▶ [The exercise]:
Please format the entries below as a JSON list of strings with one string per line, omitting any blank lines.

▶ [Point placement entries]:
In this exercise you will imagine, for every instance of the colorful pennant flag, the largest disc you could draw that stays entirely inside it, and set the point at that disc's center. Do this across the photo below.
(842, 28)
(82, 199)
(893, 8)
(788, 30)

▶ [Problem solution]:
[
  "In this exercise you will imagine, for every instance of the colorful pennant flag, the largest disc you could draw that stays entirely inside it, and set the point at that disc's center. Do this across the photo below.",
  "(842, 28)",
  "(82, 199)",
  "(893, 8)",
  "(788, 30)"
]